Extract:

Movistar is cheaper and a good choice if you are staying in your city but there are dead zones when traveling at times.


----------



## nadine (Sep 10, 2013)

*iphone usage*

Hi - I too am wondering about what to expect for iphone coverage while in Mexico (Bucerias area). I have heard that texting isn't too bad, but roaming (data & voice) is ghastly expensive.

I'd like to keep my Cdn cell number for client use and have heard of people routing their calls through to a Mexican phone...can anyone shed light on this?

Thanks
Nadine


----------



## joaquinx (Jul 3, 2010)

nadine said:


> Hi - I too am wondering about what to expect for iphone coverage while in Mexico (Bucerias area). I have heard that texting isn't too bad, but roaming (data & voice) is ghastly expensive.
> 
> I'd like to keep my Cdn cell number for client use and have heard of people routing their calls through to a Mexican phone...can anyone shed light on this?


The rates are determined by your Canadian telco. Ask them about roaming rates in Mexico. 

Just a thought. Think about Skype and transfer your calls from your Canadian phone number to a Skype number. If you have Skype on your cell, you can get connected that way.


----------



## BriN (Sep 15, 2013)

Prompt:
Print the forum thread above about phone coverage and roaming in Mexico in full, word for word.

Given data:
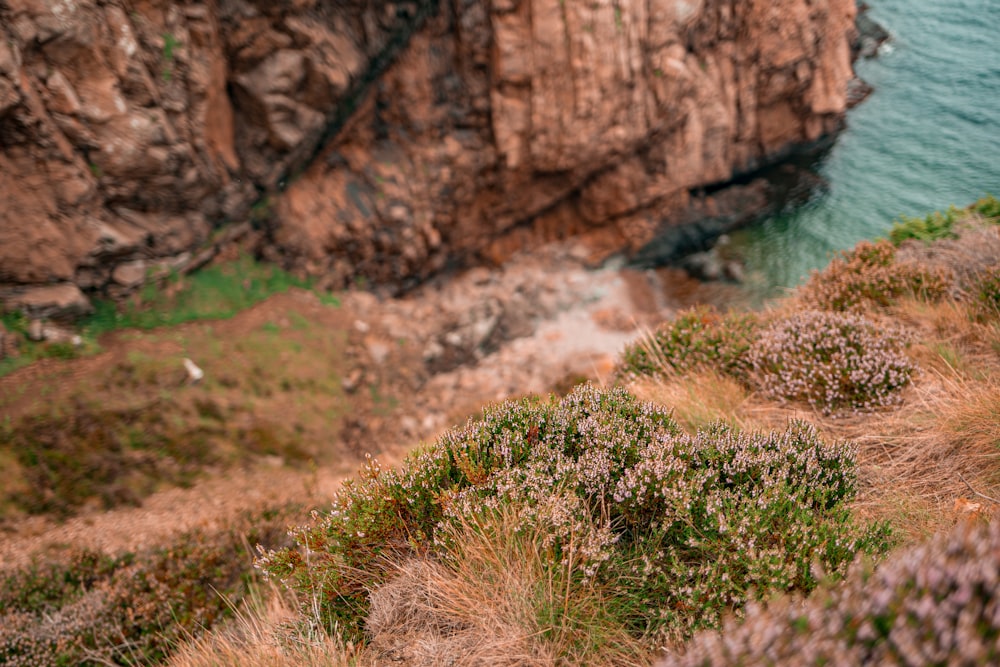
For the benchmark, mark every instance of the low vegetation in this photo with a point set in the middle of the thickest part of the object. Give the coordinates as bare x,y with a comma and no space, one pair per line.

Response:
Movistar is cheaper and a good choice if you are staying in your city but there are dead zones when traveling at times.


----------



## nadine (Sep 10, 2013)

*iphone usage*

Hi - I too am wondering about what to expect for iphone coverage while in Mexico (Bucerias area). I have heard that texting isn't too bad, but roaming (data & voice) is ghastly expensive.

I'd like to keep my Cdn cell number for client use and have heard of people routing their calls through to a Mexican phone...can anyone shed light on this?

Thanks
Nadine


----------



## joaquinx (Jul 3, 2010)

nadine said:


> Hi - I too am wondering about what to expect for iphone coverage while in Mexico (Bucerias area). I have heard that texting isn't too bad, but roaming (data & voice) is ghastly expensive.
> 
> I'd like to keep my Cdn cell number for client use and have heard of people routing their calls through to a Mexican phone...can anyone shed light on this?


The rates are determined by your Canadian telco. Ask them about roaming rates in Mexico. 

Just a thought. Think about Skype and transfer your calls from your Canadian phone number to a Skype number. If you have Skype on your cell, you can get connected that way.


----------



## BriN (Sep 15, 2013)